Each entry has to be given again in its exact wording, and no picture may appear in the result.

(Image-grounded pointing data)
--
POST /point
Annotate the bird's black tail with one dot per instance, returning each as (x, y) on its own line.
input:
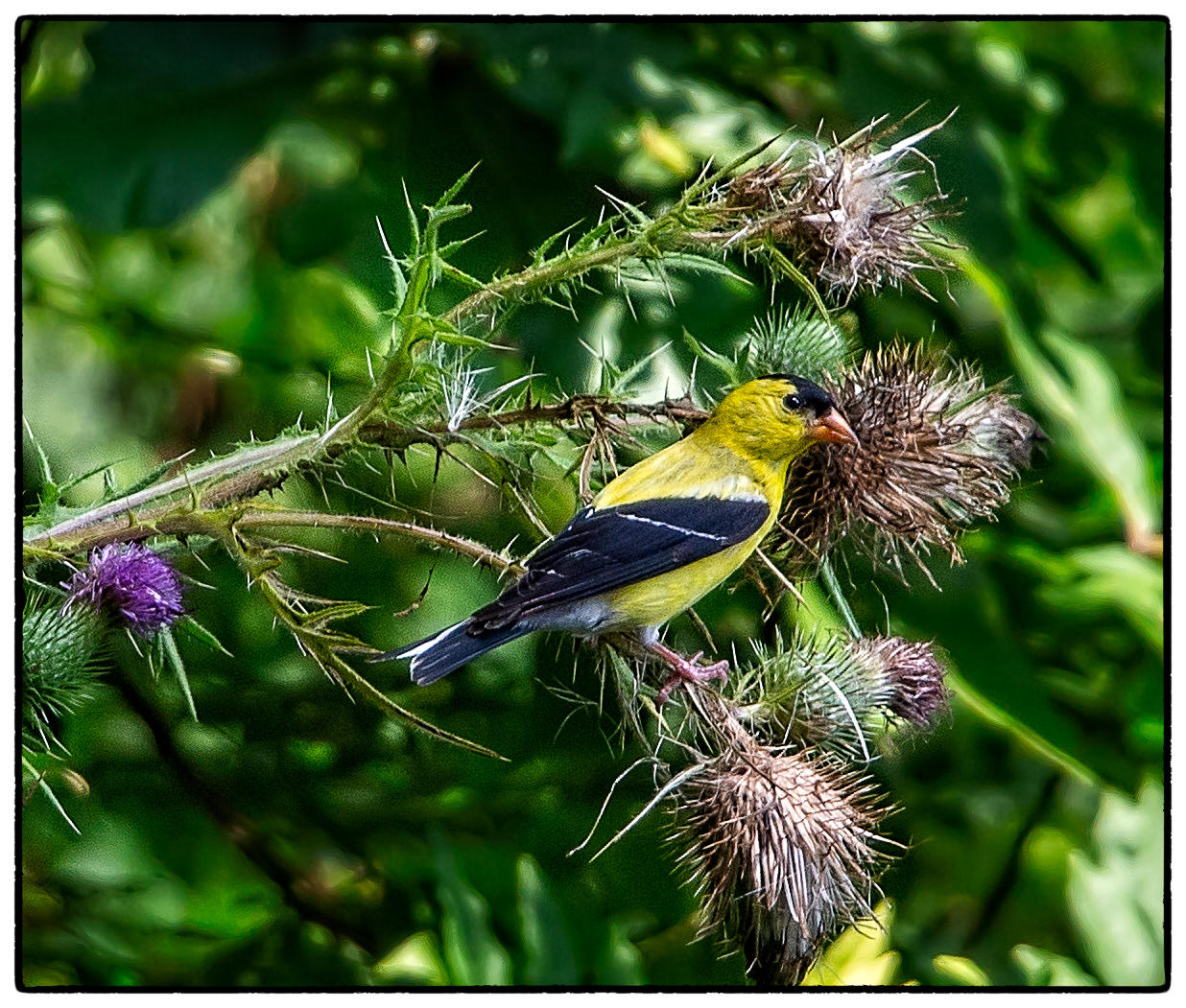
(437, 656)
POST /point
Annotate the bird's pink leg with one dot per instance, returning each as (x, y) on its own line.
--
* [Expected answer]
POST /point
Annotate the bird's black tail with one dot per instance, returning each as (x, y) on its own line.
input:
(437, 656)
POST /point
Annotate the bird's pink leg with one dot per instance, returning each as (x, y) on its own line.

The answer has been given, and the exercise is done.